### Task goal
Beginning at the line that contains "Target: bird's black beak", reproduce every line to the end of the material without changing any of them.

┄┄┄┄┄┄

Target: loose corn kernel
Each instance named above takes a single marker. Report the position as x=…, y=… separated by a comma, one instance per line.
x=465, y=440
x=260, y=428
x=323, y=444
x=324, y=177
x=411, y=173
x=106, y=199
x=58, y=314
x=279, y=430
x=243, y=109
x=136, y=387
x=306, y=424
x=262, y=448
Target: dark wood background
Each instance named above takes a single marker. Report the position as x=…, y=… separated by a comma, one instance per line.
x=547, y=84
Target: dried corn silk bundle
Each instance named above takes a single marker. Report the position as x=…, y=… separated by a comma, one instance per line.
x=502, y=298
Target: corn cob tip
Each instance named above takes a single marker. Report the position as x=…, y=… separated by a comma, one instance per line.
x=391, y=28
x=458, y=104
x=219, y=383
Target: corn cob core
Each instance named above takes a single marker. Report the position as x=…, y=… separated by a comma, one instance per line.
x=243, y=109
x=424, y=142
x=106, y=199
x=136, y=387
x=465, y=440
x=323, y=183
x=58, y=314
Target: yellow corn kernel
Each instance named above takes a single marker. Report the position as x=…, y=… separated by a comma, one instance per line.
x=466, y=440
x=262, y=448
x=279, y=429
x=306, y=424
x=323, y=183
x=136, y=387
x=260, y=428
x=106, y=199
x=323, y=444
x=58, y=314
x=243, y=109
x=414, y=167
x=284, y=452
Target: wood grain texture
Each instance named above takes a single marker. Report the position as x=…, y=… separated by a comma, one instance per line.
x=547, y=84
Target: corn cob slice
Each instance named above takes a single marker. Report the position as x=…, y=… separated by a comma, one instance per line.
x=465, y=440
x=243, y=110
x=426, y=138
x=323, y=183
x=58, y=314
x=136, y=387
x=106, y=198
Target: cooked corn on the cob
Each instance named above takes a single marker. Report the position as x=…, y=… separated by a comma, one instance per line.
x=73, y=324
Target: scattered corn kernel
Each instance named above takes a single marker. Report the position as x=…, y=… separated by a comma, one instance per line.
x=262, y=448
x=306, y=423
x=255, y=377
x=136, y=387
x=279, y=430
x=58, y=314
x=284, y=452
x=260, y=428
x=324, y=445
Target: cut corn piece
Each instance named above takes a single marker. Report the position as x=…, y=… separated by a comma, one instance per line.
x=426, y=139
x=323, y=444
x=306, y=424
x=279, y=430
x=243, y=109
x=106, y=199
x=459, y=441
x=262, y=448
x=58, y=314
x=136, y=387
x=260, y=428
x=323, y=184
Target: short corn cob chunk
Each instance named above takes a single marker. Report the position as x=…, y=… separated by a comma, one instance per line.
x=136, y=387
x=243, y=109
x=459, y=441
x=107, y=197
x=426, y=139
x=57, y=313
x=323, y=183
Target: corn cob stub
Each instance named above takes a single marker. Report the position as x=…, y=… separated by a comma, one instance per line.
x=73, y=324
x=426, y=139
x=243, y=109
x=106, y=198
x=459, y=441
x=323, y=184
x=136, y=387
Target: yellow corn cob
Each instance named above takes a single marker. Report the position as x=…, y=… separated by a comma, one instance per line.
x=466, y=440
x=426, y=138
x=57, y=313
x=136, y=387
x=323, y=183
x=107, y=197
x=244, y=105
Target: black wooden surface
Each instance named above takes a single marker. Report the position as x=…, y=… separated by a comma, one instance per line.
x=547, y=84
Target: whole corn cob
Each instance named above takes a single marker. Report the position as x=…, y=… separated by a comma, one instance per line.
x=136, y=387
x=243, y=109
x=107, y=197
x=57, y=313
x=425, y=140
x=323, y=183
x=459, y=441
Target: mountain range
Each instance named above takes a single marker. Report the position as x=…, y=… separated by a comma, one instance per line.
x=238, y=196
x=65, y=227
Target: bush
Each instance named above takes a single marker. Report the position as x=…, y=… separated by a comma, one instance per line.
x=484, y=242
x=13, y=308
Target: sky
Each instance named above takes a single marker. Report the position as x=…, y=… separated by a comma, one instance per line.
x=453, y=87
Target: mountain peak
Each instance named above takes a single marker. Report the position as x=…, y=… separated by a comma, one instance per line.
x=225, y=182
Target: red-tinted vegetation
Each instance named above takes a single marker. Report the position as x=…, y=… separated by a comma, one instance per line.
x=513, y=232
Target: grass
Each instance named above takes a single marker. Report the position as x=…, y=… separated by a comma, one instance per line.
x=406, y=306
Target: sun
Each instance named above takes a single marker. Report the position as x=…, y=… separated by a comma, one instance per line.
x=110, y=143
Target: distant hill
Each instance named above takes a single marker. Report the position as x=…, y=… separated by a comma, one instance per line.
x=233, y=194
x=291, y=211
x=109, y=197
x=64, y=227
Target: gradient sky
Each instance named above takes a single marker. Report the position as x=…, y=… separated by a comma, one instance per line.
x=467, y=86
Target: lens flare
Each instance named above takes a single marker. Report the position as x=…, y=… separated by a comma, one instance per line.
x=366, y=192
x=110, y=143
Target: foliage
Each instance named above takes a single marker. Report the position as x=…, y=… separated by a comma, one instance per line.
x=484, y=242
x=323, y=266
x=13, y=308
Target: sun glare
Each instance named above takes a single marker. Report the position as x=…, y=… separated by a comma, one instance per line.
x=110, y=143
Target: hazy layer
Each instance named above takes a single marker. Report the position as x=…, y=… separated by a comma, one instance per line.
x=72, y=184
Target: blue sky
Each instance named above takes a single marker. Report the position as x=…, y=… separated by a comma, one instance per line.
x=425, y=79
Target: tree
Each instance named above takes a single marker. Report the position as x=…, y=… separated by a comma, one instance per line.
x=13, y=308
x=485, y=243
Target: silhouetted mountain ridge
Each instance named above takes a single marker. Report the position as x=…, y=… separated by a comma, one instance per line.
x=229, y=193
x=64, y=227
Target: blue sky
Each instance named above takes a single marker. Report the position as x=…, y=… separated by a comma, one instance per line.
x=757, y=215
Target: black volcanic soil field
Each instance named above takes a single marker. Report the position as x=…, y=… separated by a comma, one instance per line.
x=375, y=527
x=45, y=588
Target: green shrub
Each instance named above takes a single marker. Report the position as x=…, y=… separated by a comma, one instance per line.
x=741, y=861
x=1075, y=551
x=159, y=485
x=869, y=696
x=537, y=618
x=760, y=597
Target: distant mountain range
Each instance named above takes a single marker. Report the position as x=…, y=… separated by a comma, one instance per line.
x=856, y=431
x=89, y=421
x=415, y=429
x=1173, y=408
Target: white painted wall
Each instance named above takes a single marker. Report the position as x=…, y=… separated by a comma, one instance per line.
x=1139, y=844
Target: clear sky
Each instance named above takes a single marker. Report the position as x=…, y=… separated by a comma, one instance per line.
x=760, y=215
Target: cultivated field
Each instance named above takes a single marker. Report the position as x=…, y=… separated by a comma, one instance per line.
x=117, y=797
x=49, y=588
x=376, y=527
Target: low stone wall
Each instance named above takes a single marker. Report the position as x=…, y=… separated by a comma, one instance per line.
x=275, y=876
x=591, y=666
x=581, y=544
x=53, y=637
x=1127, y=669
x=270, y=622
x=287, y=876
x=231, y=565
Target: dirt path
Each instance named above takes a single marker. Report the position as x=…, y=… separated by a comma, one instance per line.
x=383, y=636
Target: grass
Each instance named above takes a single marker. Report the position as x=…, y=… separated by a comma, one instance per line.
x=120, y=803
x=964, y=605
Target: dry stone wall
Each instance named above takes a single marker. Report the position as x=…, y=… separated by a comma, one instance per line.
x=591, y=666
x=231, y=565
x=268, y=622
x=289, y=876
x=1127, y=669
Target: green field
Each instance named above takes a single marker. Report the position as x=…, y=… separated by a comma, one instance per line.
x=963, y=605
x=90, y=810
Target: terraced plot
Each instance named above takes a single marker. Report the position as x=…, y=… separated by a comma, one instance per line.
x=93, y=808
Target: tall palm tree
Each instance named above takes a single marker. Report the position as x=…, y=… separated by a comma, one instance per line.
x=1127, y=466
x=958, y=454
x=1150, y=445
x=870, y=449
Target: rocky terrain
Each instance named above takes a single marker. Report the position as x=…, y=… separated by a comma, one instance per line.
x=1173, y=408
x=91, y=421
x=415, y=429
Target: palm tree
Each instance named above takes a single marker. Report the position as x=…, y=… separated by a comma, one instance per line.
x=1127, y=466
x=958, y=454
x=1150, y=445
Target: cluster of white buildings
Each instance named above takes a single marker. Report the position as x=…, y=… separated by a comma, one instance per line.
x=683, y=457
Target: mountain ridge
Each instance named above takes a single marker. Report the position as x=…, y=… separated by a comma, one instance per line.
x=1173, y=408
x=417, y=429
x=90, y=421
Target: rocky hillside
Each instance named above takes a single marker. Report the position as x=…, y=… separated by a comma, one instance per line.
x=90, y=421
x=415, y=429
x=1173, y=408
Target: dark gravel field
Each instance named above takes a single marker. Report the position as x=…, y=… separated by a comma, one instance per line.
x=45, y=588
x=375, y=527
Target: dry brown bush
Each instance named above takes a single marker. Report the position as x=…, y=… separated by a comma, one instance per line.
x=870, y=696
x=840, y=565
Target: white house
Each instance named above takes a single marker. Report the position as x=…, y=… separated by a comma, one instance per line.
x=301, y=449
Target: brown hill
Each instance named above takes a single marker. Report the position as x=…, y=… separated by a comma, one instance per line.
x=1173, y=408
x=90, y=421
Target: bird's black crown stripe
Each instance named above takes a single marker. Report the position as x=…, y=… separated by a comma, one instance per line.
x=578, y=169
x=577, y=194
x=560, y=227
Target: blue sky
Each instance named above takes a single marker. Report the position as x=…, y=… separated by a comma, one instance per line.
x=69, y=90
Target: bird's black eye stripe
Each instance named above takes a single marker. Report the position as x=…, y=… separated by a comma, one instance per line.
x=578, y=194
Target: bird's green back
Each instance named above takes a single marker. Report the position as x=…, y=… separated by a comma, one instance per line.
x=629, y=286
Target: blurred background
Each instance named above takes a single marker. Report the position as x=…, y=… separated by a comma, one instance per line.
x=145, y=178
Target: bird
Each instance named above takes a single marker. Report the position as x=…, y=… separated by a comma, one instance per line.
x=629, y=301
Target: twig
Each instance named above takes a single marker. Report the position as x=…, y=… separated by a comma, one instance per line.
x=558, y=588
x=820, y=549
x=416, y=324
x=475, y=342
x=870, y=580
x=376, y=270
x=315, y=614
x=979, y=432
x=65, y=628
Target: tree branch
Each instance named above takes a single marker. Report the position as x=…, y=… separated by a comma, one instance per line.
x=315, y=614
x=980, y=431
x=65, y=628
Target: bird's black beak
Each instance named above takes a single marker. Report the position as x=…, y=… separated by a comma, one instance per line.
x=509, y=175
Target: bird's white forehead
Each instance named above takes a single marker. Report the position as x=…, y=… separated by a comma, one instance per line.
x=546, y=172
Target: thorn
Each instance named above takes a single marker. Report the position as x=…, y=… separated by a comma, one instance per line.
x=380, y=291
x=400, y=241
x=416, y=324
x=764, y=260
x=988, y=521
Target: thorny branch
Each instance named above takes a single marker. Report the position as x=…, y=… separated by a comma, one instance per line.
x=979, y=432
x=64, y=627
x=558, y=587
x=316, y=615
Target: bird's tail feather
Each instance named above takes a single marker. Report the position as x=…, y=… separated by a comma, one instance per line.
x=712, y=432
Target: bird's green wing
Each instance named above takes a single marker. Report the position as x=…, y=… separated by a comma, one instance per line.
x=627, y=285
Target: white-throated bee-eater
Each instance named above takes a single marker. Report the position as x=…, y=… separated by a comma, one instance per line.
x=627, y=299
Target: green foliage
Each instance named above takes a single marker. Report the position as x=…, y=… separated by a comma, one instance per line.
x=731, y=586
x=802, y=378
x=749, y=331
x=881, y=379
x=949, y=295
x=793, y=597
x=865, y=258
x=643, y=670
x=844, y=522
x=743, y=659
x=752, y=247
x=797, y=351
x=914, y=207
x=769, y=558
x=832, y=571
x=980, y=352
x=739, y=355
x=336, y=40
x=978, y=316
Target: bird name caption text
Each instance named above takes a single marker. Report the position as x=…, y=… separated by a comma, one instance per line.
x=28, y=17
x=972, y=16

┄┄┄┄┄┄

### Task result
Target: bird's black beak
Each instance named above takes a single marker. Report the position as x=…, y=… separated by a comma, one instance per line.
x=509, y=175
Target: bird's white forehead
Each instance named above takes a single marker. Report the position as x=…, y=… separated by a comma, one instance per line.
x=546, y=172
Target: thorn
Each instance named above takes a single marker. Report the position as x=…, y=… separated by a comma, one instance per line.
x=380, y=291
x=400, y=241
x=416, y=324
x=764, y=260
x=988, y=521
Target: thorny branch
Each instance named above takes a single marker. Report the position as x=…, y=… separated by a comma, one instance per line.
x=979, y=432
x=64, y=627
x=558, y=587
x=316, y=615
Target: bird's tail feather
Each instance named above takes a single marker. Report the position as x=…, y=… separated by a comma, one instance per line.
x=712, y=432
Target: bird's green wing
Each instance named above takes a single marker. Report the position as x=…, y=… separated by a comma, one instance per line.
x=627, y=285
Target: white-throated bee-eater
Each instance named above takes a single marker. Report the position as x=…, y=… separated by a comma, one instance per line.
x=627, y=299
Target: green foliage
Each instance named above takes a single marker. Report the position as x=…, y=… separated by a comma, one instance per line.
x=731, y=586
x=802, y=378
x=749, y=331
x=881, y=379
x=949, y=295
x=793, y=597
x=865, y=258
x=643, y=670
x=844, y=522
x=743, y=659
x=752, y=247
x=797, y=351
x=914, y=207
x=769, y=558
x=832, y=571
x=980, y=352
x=739, y=355
x=336, y=40
x=978, y=316
Target: bird name caption text
Each instance named above takes a single marker. Report the position as x=…, y=… separated by a comma, one instance per line.
x=28, y=17
x=972, y=16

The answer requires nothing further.